(Beginning of Records for processing)

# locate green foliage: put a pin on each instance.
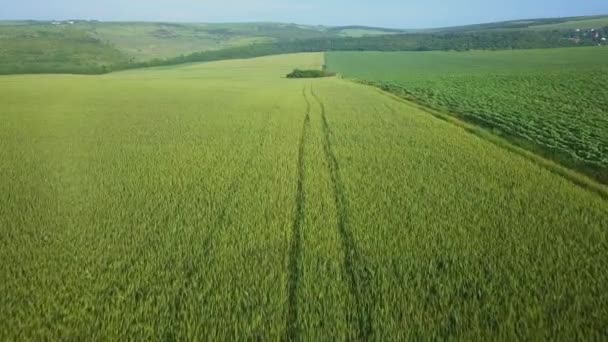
(312, 73)
(82, 47)
(552, 101)
(48, 49)
(221, 201)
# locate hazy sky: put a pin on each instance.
(388, 13)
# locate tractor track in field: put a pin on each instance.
(295, 250)
(355, 266)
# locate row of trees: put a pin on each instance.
(458, 41)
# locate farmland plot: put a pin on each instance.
(554, 101)
(223, 201)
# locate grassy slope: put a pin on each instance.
(223, 201)
(552, 99)
(534, 24)
(46, 48)
(576, 24)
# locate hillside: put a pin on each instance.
(91, 47)
(223, 201)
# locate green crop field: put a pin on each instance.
(223, 201)
(554, 101)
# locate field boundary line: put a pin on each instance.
(295, 249)
(353, 261)
(569, 174)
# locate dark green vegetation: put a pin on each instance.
(311, 73)
(91, 47)
(116, 46)
(223, 202)
(554, 102)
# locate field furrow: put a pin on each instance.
(354, 264)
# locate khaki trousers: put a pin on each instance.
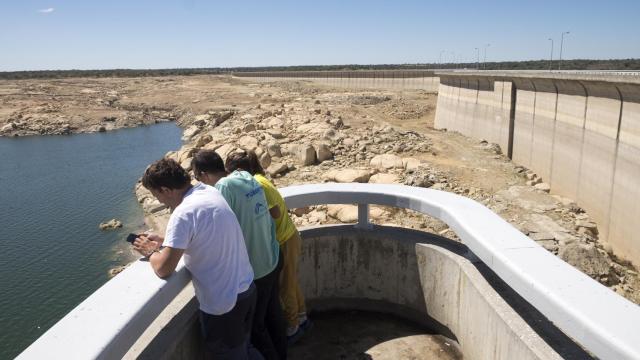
(290, 293)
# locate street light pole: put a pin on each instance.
(561, 43)
(478, 58)
(484, 61)
(551, 57)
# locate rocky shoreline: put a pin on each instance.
(316, 138)
(70, 106)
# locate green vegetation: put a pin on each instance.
(574, 64)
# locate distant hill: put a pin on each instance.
(574, 64)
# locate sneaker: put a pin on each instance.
(295, 336)
(306, 325)
(291, 330)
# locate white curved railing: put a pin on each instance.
(108, 323)
(602, 321)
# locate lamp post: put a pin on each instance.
(477, 58)
(561, 43)
(484, 61)
(551, 56)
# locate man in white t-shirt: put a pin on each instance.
(204, 230)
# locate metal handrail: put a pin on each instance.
(108, 322)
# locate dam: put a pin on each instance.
(498, 294)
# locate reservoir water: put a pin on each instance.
(54, 192)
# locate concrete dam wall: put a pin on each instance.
(358, 79)
(579, 132)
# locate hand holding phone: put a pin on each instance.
(132, 237)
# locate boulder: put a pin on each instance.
(349, 213)
(190, 132)
(343, 213)
(201, 119)
(277, 169)
(275, 123)
(411, 164)
(276, 134)
(387, 161)
(323, 152)
(185, 153)
(384, 179)
(225, 150)
(586, 258)
(8, 127)
(306, 155)
(110, 225)
(544, 187)
(273, 149)
(203, 140)
(265, 160)
(347, 175)
(248, 142)
(348, 142)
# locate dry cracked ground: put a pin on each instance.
(309, 133)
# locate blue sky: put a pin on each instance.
(75, 34)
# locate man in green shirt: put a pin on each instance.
(246, 198)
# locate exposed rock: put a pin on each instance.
(110, 225)
(349, 213)
(190, 132)
(203, 140)
(384, 179)
(323, 152)
(265, 160)
(8, 127)
(343, 213)
(275, 123)
(276, 134)
(306, 155)
(543, 187)
(273, 149)
(387, 161)
(301, 211)
(420, 179)
(277, 169)
(587, 258)
(411, 163)
(225, 150)
(347, 175)
(248, 143)
(201, 119)
(151, 206)
(588, 225)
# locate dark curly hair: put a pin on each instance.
(247, 161)
(207, 161)
(165, 173)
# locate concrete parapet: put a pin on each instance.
(579, 132)
(425, 279)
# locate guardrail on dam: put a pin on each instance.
(580, 131)
(357, 79)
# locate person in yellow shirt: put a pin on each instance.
(290, 243)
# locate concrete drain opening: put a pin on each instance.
(354, 334)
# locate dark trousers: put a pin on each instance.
(268, 334)
(227, 336)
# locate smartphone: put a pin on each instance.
(131, 237)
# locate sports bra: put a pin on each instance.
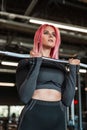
(50, 78)
(36, 73)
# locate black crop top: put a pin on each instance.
(36, 73)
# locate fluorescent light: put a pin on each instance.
(86, 89)
(9, 63)
(7, 70)
(7, 84)
(83, 71)
(59, 25)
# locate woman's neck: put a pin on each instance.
(46, 52)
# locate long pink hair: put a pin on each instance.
(38, 41)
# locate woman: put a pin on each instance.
(45, 86)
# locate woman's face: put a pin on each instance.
(48, 37)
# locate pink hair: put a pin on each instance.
(38, 41)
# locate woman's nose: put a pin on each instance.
(50, 34)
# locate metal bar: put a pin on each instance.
(12, 54)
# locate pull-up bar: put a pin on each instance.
(12, 54)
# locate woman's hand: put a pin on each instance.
(74, 61)
(34, 54)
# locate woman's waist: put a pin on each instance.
(47, 95)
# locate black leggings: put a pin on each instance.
(43, 115)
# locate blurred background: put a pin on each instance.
(19, 20)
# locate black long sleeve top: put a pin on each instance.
(36, 73)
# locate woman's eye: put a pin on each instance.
(46, 32)
(54, 34)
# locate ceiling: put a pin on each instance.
(16, 32)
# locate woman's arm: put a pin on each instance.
(26, 77)
(70, 83)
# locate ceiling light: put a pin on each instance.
(7, 84)
(59, 25)
(9, 63)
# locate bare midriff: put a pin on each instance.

(End of Records for processing)

Return every line above exactly, omitting images.

# locate green foliage: put a pin on each instance.
(312, 73)
(82, 47)
(552, 101)
(48, 49)
(221, 201)
# locate hazy sky: put a pin on each instance.
(388, 13)
# locate tractor track in field: put a pin on each instance.
(295, 250)
(355, 266)
# locate row of trees: put a pin on each instance.
(458, 41)
# locate farmland plot: put a pin on each instance.
(554, 101)
(223, 201)
# locate grassy slope: put a pin on each instance.
(223, 201)
(552, 99)
(534, 24)
(46, 48)
(576, 24)
# locate hillside: put a pin on each instance.
(91, 47)
(223, 201)
# locate green crop field: put a pin on each instance.
(223, 201)
(554, 101)
# locate field boundary line: put a pin on each instance.
(295, 249)
(353, 261)
(569, 174)
# locate dark green vegetation: put a pin on each instance.
(311, 73)
(91, 47)
(116, 46)
(223, 202)
(554, 102)
# locate field furrow: put a pin on each instance.
(354, 264)
# locate khaki trousers: put a pin on each instance.
(290, 293)
# locate street light pole: put a pin on each instance.
(561, 43)
(478, 58)
(484, 61)
(551, 57)
# locate rocky shoreline: put a pin on each instance.
(316, 138)
(70, 106)
# locate green vegetation: put a pin on each instance.
(574, 64)
# locate distant hill: put a pin on each instance.
(574, 64)
# locate sneaker: put a pin on each instance.
(295, 336)
(306, 325)
(291, 330)
# locate white curved railing: put a pin on each instance.
(108, 323)
(602, 321)
# locate lamp post: put a pin on each instance.
(477, 58)
(561, 43)
(484, 61)
(551, 56)
# locate man in white t-shirt: put a pin on each instance.
(204, 230)
# locate metal handrail: put a pin on each instance.
(108, 322)
# locate dam: put a pin on each instance.
(498, 294)
# locate reservoir water: put a pin on each instance.
(54, 192)
# locate concrete dam wall: put a pin on each instance.
(358, 79)
(579, 132)
# locate hand holding phone: put a pin on each instance.
(132, 237)
# locate boulder: put a pin on each instance.
(349, 213)
(190, 132)
(343, 213)
(201, 119)
(277, 169)
(275, 123)
(411, 164)
(276, 134)
(387, 161)
(323, 152)
(185, 153)
(384, 179)
(225, 150)
(586, 258)
(8, 127)
(306, 155)
(110, 225)
(544, 187)
(273, 149)
(203, 140)
(265, 160)
(347, 175)
(248, 142)
(348, 142)
# locate dry cracked ground: put a pin on each instance.
(309, 133)
# locate blue sky: put a pin on each instance.
(75, 34)
# locate man in green shirt: put a pin on each instance.
(246, 198)
# locate exposed rock: put a pin on each instance.
(110, 225)
(349, 213)
(190, 132)
(203, 140)
(384, 179)
(323, 152)
(265, 160)
(8, 127)
(343, 213)
(275, 123)
(276, 134)
(306, 155)
(543, 187)
(273, 149)
(387, 161)
(301, 211)
(420, 179)
(277, 169)
(587, 258)
(411, 163)
(225, 150)
(347, 175)
(248, 143)
(201, 119)
(151, 206)
(588, 225)
# locate dark curly hair: put a pin on each instance.
(247, 161)
(207, 161)
(165, 173)
# locate concrete parapet: put a pin on each instance.
(579, 132)
(425, 279)
# locate guardrail on dam: put a pin on each instance.
(580, 131)
(357, 79)
# locate person in yellow shirt: put a pin on each instance.
(290, 243)
# locate concrete drain opening: put a pin on each instance.
(354, 334)
# locate dark trousers: put a pin on each instance.
(268, 334)
(227, 336)
# locate smartphone: put a pin on each instance.
(131, 237)
# locate sports bra: put a pin on each instance.
(50, 78)
(36, 73)
# locate black crop top: put a pin on each instance.
(36, 73)
# locate fluorescent light: put a pin on each instance.
(86, 89)
(9, 63)
(7, 70)
(7, 84)
(83, 71)
(59, 25)
# locate woman's neck: put a pin on each instance.
(46, 52)
# locate long pink hair: put a pin on each instance.
(38, 41)
# locate woman: put a pin on each instance.
(45, 86)
# locate woman's face: put a pin on each instance.
(48, 37)
# locate pink hair: put a pin on each instance.
(38, 41)
# locate woman's nose: put a pin on each instance.
(50, 34)
# locate metal bar: put a pin on each instance.
(12, 54)
# locate pull-up bar: put a pin on each instance.
(12, 54)
# locate woman's hand: put a pin on each instance.
(74, 61)
(34, 54)
# locate woman's waist: put a pin on each instance.
(47, 95)
# locate black leggings: put a pin on each instance.
(43, 115)
# locate blurred background: put a pin on each instance.
(19, 20)
# locate black long sleeve top: put a pin on each instance.
(36, 73)
# locate woman's eye: put a pin on each instance.
(46, 32)
(54, 34)
# locate ceiling: put a pin on each instance.
(16, 32)
# locate woman's arm: put a pin on each instance.
(26, 77)
(70, 83)
# locate ceiling light: put a pin on each instance.
(7, 84)
(59, 25)
(9, 63)
# locate bare midriff: put a pin on each instance.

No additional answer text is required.